— What this task involves —
Restate the entries word for word, omitting nothing.

----

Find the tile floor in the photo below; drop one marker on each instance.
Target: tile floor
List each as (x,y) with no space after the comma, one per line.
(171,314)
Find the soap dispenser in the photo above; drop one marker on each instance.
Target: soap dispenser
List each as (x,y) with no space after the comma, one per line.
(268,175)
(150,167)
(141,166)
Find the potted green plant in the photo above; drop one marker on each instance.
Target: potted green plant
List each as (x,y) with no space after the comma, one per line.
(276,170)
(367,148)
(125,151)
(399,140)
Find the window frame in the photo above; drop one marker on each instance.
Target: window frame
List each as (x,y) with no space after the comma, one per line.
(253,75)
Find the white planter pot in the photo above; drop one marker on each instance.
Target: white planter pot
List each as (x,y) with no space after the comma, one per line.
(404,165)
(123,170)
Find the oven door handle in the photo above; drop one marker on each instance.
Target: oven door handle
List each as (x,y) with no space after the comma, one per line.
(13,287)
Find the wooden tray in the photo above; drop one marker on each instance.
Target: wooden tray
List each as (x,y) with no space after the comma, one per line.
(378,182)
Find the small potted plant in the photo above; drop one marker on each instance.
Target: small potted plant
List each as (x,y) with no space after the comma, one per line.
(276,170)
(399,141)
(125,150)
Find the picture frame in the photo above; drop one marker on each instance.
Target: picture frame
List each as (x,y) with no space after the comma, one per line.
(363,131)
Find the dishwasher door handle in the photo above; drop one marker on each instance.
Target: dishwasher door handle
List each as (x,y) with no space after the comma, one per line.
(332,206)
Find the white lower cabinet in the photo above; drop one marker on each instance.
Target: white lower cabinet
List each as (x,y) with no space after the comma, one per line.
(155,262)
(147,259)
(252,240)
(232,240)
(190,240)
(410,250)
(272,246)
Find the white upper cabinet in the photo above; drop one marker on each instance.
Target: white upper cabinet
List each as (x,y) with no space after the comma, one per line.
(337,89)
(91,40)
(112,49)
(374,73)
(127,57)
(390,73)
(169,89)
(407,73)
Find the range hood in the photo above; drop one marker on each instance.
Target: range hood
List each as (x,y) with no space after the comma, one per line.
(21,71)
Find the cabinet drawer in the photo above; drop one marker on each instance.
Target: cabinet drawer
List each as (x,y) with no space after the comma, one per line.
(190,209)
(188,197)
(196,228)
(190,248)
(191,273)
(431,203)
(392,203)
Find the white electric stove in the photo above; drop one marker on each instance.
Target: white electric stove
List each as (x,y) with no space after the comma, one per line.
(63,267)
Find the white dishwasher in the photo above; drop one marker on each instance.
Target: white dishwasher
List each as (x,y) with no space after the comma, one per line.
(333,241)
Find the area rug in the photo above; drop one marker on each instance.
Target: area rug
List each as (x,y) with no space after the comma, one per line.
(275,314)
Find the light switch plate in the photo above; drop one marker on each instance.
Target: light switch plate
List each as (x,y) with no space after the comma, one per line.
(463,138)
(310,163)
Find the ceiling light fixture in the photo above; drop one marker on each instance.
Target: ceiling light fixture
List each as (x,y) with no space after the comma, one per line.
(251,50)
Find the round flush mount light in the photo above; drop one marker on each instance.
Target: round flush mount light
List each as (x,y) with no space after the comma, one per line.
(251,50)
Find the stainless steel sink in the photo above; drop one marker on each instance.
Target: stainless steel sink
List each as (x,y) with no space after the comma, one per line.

----

— Result for this exercise —
Find the tile floor in the photo below; drop one marker on each instance.
Target: tile floor
List each as (x,y) with no space after the comma, one per line.
(171,314)
Find the soap dispenser in the photo above; drop one marker on each instance.
Target: soap dispenser
List each as (x,y) with no space after the comma, one per line.
(268,175)
(150,167)
(141,166)
Find the potted green plant in the photo above; drop one marker on each instance.
Target: potted green plant
List each as (x,y) with no space after the comma, one per line.
(276,170)
(367,148)
(125,151)
(399,140)
Find the window frame in the photo above; drop one marker on each instance.
Target: window frame
List each as (x,y) with no space after the comma, one per line.
(253,75)
Find the white planter pot in the photo above; drop one marker on each instance.
Target: white planter pot
List each as (x,y) with no space after the comma, one per line.
(404,165)
(123,170)
Find the oven door handle in the photo above; drop one marker on each instance.
Target: oven door handle
List each as (x,y) with no space after the comma, one per line.
(13,287)
Find the wooden tray in the photo above; drop one marker on each instance.
Target: wooden tray
List each as (x,y) with no space after the comma, one per line.
(378,182)
Find the small potted plant in the photo above; drop one marker on each instance.
Target: small potted plant
List each as (x,y) with no space after the comma, one per line.
(276,170)
(399,141)
(125,150)
Find the picture frame in the photo above; drop one marker on each instance.
Target: picture frame
List each as (x,y) with no space after the comma, one per line.
(363,131)
Find the dishwasher door handle in the photo above; drop one marker on each instance.
Target: dishwasher door handle
List each as (x,y) with no space after the comma, one per line.
(332,206)
Find the white lower cabinet in the photo above; drop one marker on each instance.
Target: white lower cabinet
List each as (x,y) with no space after the comma, one per line.
(155,262)
(147,259)
(252,240)
(232,240)
(190,240)
(410,250)
(272,246)
Find the white upper cabinet in the photo above; drop one marker on each instance.
Target: white upper cabinet
List each as (x,y) with no space after the comma, one per line.
(337,89)
(91,40)
(112,49)
(374,73)
(127,57)
(390,73)
(169,89)
(407,73)
Find the range hood in the photo above; drop one marker on each instance.
Target: range hood
List each as (x,y) with no space after the comma, one per line.
(21,71)
Find the cabinet drawer in the photo above; drop one marker on each instance.
Target: cabinet drawer
List each as (x,y) with no space after the comma, one per line.
(190,209)
(188,197)
(196,228)
(190,248)
(191,273)
(431,203)
(392,203)
Find the white electric stove in the photo above; drop one marker on each instance.
Target: white electric stove
List each as (x,y) with no space after the comma, one per line.
(63,267)
Find the white dishwasher in the photo above; drop one marker on each instance.
Target: white dishwasher
List each as (x,y) with no space after the comma, one per line.
(333,241)
Find the area rug in the photo above; drop one marker on each instance.
Target: area rug
List each as (x,y) with no space after the comma, one per line.
(275,314)
Find the light switch plate in the photo above; drop one marker on each instance.
Target: light switch plate
List each as (x,y) with no space after the comma, one per line.
(463,138)
(310,163)
Find the ceiling light fixture in the photo above; drop one marker on each instance.
Target: ceiling light fixture
List each as (x,y) with no space after the comma, one per line.
(251,50)
Find the round flush mount light in the photo above; drop one marker on each instance.
Target: round flush mount light
List each as (x,y) with no space after the comma, one per line.
(251,50)
Find the stainless steel sink in the photo above; drop one marker on each instance.
Target: stainless steel sink
List each as (x,y) with no space after the comma, one per line.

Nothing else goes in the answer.